----- Selected excerpt

RFR(s) (JDK10): 8166944: Hanging Error Reporting steps may lead to torn error logs.

David Holmes david.holmes at oracle.com
Tue Feb 7 20:09:38 UTC 2017


Hi Thomas,

The test is quite a slow one and so we would like to exclude it from the 
hotspot_fast_runtime group in TEST.groups (there are other ErrorHandling 
tests excluded there already).

Thanks,
David

On 7/02/2017 3:58 PM, David Holmes wrote:
> Hi Thomas,
>
> Other than the remaining typos Chris pointed out this seems fine.
>
> Thanks,
> David
>
> PS. We should be getting rid of many of the runtime loading cases eg
> clock_gettime, in JDK 10.
>
> PPS. Running this through JPRT just in case we overlooked something.
> Also need to see whether we need to exclude the test from
> hotspot_fast_runtime in TEST.groups.

----------
----- Input records

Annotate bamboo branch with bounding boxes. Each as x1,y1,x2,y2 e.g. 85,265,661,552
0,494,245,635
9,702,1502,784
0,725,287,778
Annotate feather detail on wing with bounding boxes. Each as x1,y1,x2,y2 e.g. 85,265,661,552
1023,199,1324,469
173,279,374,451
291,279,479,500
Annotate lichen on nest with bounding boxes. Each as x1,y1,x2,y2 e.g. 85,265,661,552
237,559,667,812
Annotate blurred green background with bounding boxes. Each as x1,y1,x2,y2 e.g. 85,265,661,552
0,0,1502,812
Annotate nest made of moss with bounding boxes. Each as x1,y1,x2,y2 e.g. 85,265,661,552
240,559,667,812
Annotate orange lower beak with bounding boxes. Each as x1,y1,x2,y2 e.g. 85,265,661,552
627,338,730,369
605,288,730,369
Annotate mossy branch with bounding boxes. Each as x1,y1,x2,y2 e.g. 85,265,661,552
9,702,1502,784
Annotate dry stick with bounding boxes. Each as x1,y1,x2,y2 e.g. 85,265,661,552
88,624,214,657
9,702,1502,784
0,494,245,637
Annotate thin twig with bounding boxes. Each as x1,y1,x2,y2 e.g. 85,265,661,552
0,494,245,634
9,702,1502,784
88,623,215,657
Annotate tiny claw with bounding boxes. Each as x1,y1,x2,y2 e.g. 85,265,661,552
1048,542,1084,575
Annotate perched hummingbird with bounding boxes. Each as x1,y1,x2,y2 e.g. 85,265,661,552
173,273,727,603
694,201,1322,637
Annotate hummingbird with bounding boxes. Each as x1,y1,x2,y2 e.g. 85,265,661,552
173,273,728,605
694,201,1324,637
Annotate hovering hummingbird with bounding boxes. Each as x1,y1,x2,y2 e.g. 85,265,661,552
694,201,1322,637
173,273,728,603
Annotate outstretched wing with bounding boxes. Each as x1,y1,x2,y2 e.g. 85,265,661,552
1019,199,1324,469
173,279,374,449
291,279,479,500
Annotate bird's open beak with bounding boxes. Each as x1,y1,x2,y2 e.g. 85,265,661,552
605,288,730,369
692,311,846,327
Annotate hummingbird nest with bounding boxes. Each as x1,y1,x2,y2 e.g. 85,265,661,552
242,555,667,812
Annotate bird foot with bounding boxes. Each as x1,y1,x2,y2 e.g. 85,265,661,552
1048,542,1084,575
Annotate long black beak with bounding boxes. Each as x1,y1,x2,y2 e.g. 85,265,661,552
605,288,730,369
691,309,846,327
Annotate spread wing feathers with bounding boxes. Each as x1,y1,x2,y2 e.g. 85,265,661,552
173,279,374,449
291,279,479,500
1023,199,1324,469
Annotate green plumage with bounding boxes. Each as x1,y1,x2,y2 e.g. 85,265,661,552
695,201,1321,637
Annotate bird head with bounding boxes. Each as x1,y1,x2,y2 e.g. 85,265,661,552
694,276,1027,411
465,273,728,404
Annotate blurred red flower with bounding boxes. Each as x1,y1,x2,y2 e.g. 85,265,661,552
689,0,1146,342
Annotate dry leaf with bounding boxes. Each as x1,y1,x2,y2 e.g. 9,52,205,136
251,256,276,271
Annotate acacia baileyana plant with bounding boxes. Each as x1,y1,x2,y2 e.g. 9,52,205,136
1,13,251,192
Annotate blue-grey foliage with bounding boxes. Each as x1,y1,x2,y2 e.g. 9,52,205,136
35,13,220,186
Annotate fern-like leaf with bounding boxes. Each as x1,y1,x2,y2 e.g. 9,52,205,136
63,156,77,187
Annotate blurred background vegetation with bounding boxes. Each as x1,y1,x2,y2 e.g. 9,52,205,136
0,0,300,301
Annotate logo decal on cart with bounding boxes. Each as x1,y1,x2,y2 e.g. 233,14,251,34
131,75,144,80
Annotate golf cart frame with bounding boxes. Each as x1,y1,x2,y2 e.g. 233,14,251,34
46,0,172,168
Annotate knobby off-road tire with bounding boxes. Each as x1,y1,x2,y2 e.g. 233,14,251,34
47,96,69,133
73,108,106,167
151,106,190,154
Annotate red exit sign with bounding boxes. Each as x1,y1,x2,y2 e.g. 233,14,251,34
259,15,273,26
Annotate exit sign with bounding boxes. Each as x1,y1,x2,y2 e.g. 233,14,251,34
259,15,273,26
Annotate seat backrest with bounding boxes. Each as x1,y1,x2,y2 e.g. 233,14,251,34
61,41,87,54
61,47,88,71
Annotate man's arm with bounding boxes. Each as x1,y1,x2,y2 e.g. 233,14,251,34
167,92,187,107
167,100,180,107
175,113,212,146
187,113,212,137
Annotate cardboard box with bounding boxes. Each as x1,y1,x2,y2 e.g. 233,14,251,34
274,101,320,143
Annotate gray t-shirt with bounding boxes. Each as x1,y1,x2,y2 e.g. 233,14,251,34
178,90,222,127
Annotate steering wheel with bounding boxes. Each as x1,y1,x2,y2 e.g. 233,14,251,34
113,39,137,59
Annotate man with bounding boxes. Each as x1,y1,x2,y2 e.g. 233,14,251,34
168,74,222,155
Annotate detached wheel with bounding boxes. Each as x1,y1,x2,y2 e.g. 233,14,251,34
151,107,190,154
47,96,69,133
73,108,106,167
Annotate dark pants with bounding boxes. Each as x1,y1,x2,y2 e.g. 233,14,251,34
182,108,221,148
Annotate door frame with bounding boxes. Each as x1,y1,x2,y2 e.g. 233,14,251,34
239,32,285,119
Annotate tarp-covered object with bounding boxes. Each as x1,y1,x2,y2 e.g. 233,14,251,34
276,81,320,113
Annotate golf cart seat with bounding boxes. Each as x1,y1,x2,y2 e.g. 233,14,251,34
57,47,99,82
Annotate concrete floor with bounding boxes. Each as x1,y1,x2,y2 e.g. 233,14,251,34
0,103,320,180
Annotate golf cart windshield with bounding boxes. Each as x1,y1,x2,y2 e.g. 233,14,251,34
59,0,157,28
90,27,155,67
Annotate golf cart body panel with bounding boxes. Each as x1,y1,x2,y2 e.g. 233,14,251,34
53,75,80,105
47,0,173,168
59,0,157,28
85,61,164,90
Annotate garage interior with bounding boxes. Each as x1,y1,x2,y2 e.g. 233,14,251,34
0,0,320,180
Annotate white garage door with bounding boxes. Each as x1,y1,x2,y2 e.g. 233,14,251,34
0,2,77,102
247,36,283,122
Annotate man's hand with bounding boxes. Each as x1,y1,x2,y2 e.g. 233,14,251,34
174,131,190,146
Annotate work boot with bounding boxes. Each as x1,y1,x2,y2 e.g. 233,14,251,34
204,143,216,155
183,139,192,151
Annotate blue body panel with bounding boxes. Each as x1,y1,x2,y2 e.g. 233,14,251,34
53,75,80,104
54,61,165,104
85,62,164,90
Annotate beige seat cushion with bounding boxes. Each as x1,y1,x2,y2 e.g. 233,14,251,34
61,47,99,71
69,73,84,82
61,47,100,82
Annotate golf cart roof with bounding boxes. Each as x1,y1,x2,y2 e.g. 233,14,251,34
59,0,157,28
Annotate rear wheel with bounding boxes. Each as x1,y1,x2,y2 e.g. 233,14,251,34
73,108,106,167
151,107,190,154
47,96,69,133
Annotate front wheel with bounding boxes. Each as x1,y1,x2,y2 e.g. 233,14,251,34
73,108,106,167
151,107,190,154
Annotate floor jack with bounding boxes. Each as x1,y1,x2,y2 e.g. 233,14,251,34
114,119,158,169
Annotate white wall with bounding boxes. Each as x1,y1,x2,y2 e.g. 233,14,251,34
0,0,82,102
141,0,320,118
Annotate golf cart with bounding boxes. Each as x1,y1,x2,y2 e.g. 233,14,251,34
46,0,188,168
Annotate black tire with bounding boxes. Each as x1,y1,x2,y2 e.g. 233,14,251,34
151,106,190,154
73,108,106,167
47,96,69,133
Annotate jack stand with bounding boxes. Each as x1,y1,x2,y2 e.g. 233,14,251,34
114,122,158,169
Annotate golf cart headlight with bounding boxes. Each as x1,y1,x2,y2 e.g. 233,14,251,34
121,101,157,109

----------

* [Work to complete]
**a)** Extract every row that contains the string "beak", treating uppercase and lowercase as different.
**b)** Write what comes next in the mailing-list message about the error-reporting test, picking up after its last line.

* [Responses to the exercise]
**a)**
Annotate orange lower beak with bounding boxes. Each as x1,y1,x2,y2 e.g. 85,265,661,552
Annotate bird's open beak with bounding boxes. Each as x1,y1,x2,y2 e.g. 85,265,661,552
Annotate long black beak with bounding boxes. Each as x1,y1,x2,y2 e.g. 85,265,661,552

**b)**
>
> On 6/02/2017 9:18 PM, Thomas Stüfe wrote:
>> Hi Chris, David,
>>
>> Thanks for your reviews. I hope I addressed all of your issues. See
>> further details below.
>>
>> new webrev:
>>
>> http://cr.openjdk.java.net/~stuefe/webrevs/8166944-Hanging-Error-Reporting/jdk10-webrev.03/webrev/
>>
>>
>> delta to the last one:
>>
>> http://cr.openjdk.java.net/~stuefe/webrevs/8166944-Hanging-Error-Reporting/jdk10-webrev.03-delta/webrev/
>>
>>
>>
>> @Chris:
>>
>>> Most files need 2017 copyright updates.
>>
>> Done.
>>
>>> set_to_now() and get_timestamp() should have names that tie them
>>> together better. Maybe set_step_start_time() and
>>> get_step_start_time(). Also, they >should probably be methods of
>>> VMError and the statics should all be fields.
>>
>> Done. Added an accessor for every timeout value and a setter too (named
>> "record" to indicate that instead of passing a value it uses the current
>> timestamp).
>>
>> I'm usually not a big fan of putting internals into a header, so I tend
>> to hide internals in a file-local static function. But if this is the
>> way you prefer it, this is fine too.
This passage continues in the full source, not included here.